------ ESTRATTO ------
Come gruppo abbiamo fatto alcuni pellegrinaggi alla Comparsa di Pinè. Si partiva alle 4 di mattina: ci si trovava davanti al panificio Dal Prà, che allora era all’angolo di via Zanella. Con il pane ancora caldo si partiva gambe in spalla: prima tappa lago di Santa Colomba, seconda tappa la cooperativa di Fornace e poi su fino alla Comparsa. Si arrivava dopo circa sei ore, in tempo per la messa celebrata da Padre Elia che aveva camminato con noi. Poi si pranzava e nel primo pomeriggio si partiva per il rientro, altre sei ore. Si arrivava a Lavis stanchi ma felicissimi.
Altri bei ricordi sono legati ai campeggi. Bisognava allestire tutto il campo, preparare i basamenti per le tende e poi montarle, preparare il buco che serviva da gabinetto e tutto l’occorrente per lavare i piatti e per la cucina. Alla fine il tutto andava smontato. Era un grosso lavoro, fatto però in grande allegria.
Il campeggio si svolgeva in val S. Valentino, una piccola laterale della val Rendena. Sicuramente chi è passato per quei campeggi difficilmente li ha dimenticati. Senza elettricità e senza acqua corrente, quella che c’era era freddissima perché veniva presa dal torrente, il mitico “Bedu” che scorreva lì vicino. Ricordo ancora che una volta Madre Elda cercando di lavare un pentolone venne quasi portata via dalla corrente impetuosa del Bedu. Non so come riuscì a fermarsi mentre il pentolone veniva portato via. Campeggi impensabili ora ma che erano la norma in quegli anni.
------ DATI RIPORTATI ------
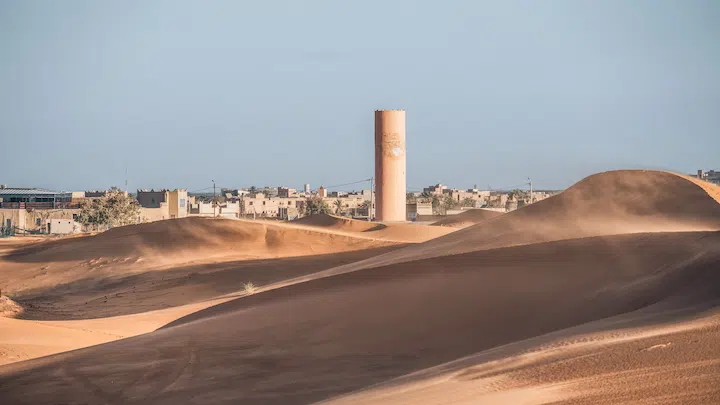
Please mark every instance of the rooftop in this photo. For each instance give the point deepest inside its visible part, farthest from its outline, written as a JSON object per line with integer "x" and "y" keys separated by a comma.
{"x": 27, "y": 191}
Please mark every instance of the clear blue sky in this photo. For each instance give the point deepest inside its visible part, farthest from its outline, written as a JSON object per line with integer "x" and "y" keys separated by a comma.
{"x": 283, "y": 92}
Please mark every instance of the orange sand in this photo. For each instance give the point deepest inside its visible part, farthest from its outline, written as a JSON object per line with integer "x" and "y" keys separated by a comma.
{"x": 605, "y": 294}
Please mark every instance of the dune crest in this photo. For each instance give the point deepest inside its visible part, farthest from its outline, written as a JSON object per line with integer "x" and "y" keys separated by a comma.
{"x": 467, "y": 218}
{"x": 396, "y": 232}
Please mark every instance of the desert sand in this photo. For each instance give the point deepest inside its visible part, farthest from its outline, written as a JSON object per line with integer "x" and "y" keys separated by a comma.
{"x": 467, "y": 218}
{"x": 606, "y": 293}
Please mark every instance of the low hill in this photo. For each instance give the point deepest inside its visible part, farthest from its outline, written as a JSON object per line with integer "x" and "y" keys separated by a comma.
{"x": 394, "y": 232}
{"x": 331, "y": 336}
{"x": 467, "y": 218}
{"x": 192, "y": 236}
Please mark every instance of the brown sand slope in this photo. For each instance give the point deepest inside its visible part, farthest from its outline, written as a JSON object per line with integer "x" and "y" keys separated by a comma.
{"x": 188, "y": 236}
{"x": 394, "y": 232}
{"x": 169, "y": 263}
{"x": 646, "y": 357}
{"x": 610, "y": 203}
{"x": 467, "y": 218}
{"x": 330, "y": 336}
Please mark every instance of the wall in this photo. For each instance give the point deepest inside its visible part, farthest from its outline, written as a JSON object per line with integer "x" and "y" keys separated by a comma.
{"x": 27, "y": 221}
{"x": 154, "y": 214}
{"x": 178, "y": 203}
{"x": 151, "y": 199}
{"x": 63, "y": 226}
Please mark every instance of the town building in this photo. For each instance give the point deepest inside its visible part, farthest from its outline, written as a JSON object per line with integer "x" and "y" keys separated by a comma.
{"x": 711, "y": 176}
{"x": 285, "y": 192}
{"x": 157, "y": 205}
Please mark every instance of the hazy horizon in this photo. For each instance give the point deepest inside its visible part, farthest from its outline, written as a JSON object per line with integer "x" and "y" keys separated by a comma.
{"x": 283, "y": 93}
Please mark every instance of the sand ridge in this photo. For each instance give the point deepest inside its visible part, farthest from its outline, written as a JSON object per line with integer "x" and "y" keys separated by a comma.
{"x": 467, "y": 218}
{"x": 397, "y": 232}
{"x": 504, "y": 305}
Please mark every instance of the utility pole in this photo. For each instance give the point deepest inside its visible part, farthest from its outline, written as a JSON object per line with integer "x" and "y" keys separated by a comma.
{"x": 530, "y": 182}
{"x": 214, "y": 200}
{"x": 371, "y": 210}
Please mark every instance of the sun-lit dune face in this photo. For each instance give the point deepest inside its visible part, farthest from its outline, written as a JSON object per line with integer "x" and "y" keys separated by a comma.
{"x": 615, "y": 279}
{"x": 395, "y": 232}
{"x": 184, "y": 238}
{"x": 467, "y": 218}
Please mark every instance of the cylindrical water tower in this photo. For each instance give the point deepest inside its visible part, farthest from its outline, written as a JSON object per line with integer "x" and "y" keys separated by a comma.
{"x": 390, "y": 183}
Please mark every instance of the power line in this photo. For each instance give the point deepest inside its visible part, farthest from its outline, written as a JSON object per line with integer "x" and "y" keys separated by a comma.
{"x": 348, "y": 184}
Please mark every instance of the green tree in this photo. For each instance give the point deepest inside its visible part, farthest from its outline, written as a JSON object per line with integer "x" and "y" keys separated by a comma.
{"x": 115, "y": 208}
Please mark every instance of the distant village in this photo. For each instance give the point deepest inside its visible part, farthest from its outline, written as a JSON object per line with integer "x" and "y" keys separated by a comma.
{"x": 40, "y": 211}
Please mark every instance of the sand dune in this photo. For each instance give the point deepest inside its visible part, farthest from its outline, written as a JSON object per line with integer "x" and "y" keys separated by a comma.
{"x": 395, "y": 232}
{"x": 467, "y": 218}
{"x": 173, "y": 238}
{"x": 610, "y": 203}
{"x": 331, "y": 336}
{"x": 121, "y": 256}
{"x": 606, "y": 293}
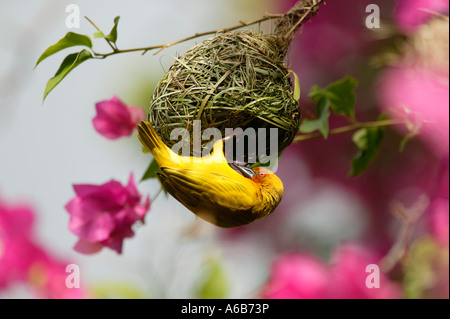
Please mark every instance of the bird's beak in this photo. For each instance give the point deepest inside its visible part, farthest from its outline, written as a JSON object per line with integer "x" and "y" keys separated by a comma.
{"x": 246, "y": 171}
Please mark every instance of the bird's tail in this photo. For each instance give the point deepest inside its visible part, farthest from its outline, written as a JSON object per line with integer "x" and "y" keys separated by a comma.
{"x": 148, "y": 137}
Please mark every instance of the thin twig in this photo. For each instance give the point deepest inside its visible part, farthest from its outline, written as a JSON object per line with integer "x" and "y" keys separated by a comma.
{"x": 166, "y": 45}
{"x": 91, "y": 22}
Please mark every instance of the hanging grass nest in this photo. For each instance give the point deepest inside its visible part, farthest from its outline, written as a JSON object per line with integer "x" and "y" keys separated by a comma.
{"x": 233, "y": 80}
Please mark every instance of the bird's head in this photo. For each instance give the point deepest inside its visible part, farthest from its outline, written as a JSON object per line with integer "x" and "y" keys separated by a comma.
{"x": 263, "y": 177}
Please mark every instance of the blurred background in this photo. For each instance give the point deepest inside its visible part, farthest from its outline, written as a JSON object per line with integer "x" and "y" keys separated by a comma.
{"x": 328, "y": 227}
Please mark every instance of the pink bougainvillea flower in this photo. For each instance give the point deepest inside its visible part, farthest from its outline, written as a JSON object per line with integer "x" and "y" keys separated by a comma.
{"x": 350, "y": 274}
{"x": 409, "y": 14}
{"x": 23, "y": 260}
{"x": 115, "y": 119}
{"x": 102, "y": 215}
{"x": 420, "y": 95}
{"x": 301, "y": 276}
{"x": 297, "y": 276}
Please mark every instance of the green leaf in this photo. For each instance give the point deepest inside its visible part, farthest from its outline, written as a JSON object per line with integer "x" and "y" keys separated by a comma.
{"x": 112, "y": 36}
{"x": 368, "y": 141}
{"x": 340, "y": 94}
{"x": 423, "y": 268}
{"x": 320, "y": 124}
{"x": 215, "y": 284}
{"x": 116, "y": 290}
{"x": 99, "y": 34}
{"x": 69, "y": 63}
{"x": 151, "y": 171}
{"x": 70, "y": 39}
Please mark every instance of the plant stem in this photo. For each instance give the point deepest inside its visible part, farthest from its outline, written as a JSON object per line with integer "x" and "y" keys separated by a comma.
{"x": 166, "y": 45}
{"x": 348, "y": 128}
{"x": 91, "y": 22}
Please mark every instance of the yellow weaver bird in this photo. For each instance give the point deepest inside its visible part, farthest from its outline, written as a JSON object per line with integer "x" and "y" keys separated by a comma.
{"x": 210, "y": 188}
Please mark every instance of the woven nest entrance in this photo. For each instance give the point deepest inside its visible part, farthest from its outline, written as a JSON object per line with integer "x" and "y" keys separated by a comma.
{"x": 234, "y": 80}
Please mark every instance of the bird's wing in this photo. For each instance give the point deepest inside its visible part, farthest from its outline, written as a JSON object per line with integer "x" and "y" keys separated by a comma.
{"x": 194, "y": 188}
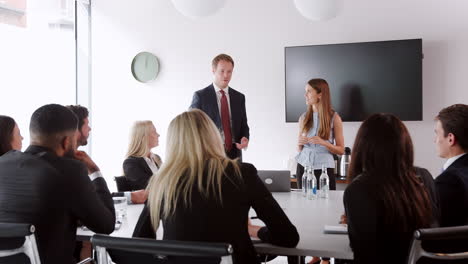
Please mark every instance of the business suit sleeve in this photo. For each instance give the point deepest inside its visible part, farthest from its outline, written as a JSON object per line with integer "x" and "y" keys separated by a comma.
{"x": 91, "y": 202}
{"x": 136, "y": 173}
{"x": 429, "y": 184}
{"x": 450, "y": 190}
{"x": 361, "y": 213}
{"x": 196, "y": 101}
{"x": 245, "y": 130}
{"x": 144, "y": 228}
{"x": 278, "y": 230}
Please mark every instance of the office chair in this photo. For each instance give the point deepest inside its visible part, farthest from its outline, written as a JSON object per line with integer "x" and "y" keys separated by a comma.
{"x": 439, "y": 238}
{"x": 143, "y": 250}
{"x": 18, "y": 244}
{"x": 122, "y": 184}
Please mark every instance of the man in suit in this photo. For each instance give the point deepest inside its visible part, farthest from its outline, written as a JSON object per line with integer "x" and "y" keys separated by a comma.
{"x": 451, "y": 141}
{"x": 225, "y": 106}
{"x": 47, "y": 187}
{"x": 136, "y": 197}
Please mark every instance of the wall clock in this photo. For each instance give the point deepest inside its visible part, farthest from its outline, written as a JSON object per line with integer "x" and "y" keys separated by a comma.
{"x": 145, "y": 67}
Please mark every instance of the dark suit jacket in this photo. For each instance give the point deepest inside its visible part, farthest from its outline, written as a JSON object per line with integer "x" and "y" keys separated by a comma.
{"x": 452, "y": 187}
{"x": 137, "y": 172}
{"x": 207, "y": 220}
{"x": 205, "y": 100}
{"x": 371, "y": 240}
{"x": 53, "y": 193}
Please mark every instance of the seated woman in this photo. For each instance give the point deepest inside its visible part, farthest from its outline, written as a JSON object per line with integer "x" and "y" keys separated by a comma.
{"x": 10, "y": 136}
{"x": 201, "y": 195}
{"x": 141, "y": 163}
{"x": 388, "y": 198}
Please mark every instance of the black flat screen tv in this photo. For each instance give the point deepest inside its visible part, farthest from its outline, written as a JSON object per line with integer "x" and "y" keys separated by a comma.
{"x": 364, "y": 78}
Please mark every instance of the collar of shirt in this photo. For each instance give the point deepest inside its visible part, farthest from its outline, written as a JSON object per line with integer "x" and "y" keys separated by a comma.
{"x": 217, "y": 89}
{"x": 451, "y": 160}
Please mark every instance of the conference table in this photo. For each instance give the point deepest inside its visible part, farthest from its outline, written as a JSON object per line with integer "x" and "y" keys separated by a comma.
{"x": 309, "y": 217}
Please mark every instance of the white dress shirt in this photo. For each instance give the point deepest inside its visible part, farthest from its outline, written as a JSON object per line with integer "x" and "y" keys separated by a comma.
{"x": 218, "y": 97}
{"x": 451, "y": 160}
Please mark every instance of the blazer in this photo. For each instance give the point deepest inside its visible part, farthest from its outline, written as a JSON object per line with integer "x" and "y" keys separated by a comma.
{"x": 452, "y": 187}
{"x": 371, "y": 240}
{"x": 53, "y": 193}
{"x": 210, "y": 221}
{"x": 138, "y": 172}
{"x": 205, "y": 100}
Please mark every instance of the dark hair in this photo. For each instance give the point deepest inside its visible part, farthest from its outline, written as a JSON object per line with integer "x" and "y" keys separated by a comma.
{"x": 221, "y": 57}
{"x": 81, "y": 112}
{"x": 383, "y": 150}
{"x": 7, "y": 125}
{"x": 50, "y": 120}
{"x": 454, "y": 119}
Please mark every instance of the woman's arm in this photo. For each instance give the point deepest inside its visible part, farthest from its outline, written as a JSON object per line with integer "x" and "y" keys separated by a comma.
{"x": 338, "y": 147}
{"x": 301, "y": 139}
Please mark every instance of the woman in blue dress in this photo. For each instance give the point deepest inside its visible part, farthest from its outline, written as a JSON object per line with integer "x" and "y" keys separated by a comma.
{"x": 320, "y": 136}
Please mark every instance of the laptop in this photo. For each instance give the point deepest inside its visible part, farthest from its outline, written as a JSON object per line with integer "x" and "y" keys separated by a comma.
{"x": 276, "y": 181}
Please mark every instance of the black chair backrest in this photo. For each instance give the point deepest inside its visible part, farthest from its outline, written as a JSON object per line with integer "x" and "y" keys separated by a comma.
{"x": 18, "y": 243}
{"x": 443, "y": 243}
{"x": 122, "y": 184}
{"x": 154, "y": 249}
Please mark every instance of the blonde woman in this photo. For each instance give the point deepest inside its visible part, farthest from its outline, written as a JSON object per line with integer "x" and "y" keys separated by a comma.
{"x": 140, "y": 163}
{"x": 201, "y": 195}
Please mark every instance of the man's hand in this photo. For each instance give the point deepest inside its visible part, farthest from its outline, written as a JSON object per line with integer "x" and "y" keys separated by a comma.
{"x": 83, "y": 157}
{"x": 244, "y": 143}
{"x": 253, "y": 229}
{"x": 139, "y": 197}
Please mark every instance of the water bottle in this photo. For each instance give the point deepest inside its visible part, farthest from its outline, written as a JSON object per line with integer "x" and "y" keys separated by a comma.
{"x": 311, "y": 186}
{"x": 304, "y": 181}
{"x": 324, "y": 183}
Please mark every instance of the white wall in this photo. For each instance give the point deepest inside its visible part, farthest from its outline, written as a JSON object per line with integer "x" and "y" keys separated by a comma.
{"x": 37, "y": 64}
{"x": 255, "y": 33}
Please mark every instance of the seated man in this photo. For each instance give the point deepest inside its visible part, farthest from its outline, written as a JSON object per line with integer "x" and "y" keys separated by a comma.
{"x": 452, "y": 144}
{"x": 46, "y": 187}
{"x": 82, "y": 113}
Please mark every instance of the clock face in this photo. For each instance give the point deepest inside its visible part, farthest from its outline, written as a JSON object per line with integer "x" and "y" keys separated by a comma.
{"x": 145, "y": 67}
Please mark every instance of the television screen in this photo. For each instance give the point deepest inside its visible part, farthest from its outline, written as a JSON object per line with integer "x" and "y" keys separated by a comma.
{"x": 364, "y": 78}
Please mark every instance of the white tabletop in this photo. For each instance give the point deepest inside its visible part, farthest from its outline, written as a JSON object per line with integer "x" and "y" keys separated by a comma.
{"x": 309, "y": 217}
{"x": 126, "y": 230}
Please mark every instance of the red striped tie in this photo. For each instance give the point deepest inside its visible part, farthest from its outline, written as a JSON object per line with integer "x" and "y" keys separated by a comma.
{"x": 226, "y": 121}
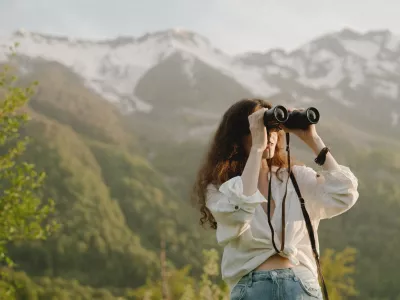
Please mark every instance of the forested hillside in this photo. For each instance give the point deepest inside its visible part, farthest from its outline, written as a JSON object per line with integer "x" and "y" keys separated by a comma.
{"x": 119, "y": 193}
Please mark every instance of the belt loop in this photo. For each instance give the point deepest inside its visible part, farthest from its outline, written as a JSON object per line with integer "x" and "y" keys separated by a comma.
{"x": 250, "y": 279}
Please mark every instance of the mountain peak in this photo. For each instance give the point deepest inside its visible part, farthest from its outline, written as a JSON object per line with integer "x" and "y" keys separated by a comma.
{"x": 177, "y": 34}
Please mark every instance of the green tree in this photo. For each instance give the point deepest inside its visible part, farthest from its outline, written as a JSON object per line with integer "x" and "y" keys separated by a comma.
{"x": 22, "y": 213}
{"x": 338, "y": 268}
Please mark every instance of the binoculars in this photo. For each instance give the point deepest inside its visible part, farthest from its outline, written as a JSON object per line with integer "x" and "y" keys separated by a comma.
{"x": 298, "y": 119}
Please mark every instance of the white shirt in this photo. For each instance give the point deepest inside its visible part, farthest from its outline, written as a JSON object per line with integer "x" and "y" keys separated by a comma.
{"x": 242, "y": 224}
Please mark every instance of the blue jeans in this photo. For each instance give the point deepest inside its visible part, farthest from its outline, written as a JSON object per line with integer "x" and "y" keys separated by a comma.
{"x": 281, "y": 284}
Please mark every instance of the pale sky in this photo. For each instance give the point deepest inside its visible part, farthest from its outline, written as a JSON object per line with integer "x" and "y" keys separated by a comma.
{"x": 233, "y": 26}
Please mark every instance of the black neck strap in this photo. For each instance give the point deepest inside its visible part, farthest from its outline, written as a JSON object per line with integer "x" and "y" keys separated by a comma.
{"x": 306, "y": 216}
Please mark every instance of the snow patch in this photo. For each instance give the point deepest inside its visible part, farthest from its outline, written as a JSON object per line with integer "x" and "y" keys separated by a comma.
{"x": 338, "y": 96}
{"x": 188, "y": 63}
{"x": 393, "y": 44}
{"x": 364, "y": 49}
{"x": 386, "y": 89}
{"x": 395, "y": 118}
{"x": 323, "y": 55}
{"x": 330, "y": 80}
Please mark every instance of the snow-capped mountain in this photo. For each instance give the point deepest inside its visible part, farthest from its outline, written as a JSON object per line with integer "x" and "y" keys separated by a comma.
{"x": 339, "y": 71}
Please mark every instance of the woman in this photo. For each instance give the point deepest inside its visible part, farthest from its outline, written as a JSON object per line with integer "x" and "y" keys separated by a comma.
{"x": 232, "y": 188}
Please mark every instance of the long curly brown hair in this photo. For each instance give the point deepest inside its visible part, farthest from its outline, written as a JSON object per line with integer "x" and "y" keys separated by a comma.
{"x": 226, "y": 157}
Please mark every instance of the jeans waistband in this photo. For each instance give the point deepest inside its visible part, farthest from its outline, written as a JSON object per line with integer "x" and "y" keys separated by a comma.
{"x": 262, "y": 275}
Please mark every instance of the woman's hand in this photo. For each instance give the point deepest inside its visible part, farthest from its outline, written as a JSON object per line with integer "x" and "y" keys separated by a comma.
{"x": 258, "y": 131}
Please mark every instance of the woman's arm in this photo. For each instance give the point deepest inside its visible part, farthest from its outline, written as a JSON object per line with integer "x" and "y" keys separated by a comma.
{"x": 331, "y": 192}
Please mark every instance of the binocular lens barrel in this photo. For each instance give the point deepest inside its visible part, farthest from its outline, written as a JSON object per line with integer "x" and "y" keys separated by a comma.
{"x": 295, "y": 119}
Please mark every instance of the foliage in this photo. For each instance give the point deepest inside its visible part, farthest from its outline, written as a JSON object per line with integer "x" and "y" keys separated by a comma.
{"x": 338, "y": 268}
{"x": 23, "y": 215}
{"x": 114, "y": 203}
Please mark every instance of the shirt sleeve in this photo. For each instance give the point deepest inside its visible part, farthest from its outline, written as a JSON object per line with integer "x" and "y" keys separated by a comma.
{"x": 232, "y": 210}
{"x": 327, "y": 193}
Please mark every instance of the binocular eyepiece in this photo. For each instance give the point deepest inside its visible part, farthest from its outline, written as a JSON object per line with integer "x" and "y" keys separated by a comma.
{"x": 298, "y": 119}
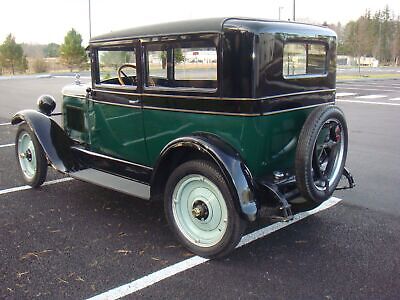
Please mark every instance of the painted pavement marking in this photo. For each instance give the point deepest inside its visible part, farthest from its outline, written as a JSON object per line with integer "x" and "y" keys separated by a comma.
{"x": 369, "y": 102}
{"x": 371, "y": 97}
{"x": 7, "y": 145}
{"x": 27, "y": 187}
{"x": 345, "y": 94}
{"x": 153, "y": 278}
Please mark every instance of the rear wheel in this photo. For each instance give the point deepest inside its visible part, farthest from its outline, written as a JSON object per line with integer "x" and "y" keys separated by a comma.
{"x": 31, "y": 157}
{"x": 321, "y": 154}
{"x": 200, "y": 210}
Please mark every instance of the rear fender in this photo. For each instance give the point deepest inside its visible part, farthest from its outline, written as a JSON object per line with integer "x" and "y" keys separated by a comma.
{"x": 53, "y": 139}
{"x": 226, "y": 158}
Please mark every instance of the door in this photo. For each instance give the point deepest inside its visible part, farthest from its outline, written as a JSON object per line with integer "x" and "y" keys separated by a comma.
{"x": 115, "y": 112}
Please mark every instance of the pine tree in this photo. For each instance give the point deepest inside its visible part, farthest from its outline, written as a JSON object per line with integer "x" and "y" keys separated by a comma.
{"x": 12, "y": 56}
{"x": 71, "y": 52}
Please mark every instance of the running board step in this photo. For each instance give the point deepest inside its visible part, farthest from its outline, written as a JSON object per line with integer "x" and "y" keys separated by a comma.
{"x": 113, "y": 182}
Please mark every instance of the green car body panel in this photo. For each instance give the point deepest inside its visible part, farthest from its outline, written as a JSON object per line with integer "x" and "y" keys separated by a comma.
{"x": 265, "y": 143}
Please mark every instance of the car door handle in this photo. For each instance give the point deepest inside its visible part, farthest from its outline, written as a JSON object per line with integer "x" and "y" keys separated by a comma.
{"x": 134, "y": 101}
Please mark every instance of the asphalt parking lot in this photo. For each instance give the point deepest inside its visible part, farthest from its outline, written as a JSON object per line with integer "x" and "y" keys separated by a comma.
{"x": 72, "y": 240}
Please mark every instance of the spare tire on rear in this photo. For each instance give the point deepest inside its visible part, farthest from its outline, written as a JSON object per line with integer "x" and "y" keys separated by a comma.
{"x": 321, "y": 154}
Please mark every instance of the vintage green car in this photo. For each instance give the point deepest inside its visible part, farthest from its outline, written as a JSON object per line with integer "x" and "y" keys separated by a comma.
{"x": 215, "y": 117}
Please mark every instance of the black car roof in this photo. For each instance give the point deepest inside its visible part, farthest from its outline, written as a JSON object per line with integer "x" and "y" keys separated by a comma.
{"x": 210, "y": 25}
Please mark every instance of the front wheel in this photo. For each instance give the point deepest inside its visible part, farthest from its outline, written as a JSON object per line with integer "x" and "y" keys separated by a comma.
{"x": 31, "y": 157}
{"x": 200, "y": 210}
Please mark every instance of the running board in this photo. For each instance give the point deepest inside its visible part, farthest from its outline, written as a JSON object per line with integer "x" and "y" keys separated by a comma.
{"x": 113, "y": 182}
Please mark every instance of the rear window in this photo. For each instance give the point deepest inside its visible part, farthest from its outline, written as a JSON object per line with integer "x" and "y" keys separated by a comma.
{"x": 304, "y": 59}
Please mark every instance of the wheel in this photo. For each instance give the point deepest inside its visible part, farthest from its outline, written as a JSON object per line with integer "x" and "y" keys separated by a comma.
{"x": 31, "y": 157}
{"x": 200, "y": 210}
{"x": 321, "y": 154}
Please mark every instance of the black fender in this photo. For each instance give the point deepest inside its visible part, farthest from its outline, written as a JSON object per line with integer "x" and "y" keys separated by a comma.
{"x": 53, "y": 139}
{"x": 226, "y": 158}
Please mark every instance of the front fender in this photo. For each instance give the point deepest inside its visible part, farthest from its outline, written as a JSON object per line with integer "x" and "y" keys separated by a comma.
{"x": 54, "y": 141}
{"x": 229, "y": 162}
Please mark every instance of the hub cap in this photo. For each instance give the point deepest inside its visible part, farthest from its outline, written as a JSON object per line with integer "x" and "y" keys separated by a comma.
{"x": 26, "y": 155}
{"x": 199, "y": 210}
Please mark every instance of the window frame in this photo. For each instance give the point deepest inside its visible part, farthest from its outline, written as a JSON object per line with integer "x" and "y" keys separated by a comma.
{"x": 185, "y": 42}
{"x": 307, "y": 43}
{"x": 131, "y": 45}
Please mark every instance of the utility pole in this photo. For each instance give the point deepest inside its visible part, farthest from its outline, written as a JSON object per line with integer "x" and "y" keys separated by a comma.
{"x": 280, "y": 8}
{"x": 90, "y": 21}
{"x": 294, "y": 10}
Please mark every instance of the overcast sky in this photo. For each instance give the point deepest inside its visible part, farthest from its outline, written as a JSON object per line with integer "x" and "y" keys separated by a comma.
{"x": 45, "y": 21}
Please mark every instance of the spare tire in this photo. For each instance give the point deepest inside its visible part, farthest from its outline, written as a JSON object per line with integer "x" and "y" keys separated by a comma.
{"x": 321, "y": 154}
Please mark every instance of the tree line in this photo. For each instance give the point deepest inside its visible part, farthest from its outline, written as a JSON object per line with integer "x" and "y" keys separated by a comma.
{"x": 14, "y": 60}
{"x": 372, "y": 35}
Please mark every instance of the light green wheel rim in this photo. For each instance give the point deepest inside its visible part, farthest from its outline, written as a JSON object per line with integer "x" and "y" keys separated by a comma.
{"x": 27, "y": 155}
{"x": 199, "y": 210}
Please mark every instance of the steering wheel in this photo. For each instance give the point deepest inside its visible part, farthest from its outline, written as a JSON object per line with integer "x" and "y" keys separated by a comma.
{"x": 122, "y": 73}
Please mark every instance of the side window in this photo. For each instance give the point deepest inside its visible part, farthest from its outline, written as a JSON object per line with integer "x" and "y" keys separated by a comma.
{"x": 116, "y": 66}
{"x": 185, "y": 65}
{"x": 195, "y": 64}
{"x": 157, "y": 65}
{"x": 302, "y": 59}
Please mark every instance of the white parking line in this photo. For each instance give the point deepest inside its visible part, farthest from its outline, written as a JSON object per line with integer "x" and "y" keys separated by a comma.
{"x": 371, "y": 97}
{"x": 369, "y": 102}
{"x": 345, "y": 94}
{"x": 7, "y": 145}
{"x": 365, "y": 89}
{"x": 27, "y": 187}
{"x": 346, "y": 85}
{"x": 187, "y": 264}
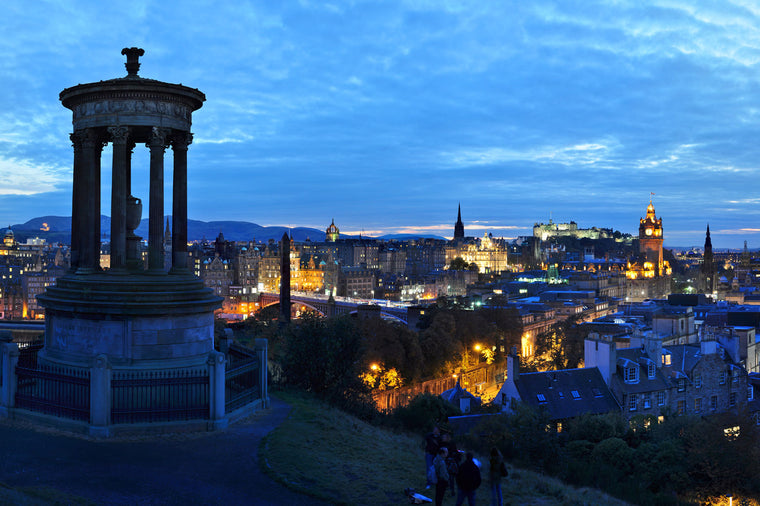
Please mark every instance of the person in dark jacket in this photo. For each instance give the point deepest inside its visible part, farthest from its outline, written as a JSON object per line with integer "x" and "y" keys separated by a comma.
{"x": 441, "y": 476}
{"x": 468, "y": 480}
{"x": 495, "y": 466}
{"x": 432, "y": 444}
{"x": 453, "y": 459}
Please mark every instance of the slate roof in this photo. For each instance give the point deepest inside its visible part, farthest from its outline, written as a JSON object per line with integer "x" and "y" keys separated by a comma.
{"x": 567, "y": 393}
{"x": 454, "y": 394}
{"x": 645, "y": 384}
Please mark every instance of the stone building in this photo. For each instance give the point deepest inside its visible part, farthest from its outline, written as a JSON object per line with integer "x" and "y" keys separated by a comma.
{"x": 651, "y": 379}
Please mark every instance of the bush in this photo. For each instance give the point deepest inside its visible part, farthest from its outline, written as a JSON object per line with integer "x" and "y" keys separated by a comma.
------
ISTRUZIONI DI LAVORO:
a - Riscrivi l'estratto sui pellegrinaggi e sui campeggi da "Come gruppo abbiamo" a "in grande allegria.", mettendo "forno" al posto di "panificio".
b - Rispondi a queste domande sull'estratto:
(i) A che ora si partiva per il pellegrinaggio alla Comparsa di Pinè?
(ii) In quale valle si svolgeva il campeggio?
(iii) Come si chiamava il torrente da cui si prendeva l'acqua?

RISPOSTE SCRITTE:
a -
Come gruppo abbiamo fatto alcuni pellegrinaggi alla Comparsa di Pinè. Si partiva alle 4 di mattina: ci si trovava davanti al forno Dal Prà, che allora era all’angolo di via Zanella. Con il pane ancora caldo si partiva gambe in spalla: prima tappa lago di Santa Colomba, seconda tappa la cooperativa di Fornace e poi su fino alla Comparsa. Si arrivava dopo circa sei ore, in tempo per la messa celebrata da Padre Elia che aveva camminato con noi. Poi si pranzava e nel primo pomeriggio si partiva per il rientro, altre sei ore. Si arrivava a Lavis stanchi ma felicissimi.
Altri bei ricordi sono legati ai campeggi. Bisognava allestire tutto il campo, preparare i basamenti per le tende e poi montarle, preparare il buco che serviva da gabinetto e tutto l’occorrente per lavare i piatti e per la cucina. Alla fine il tutto andava smontato. Era un grosso lavoro, fatto però in grande allegria.

b -
(i) Alle 4 di mattina.
(ii) In val S. Valentino, una piccola laterale della val Rendena.
(iii) Il "Bedu".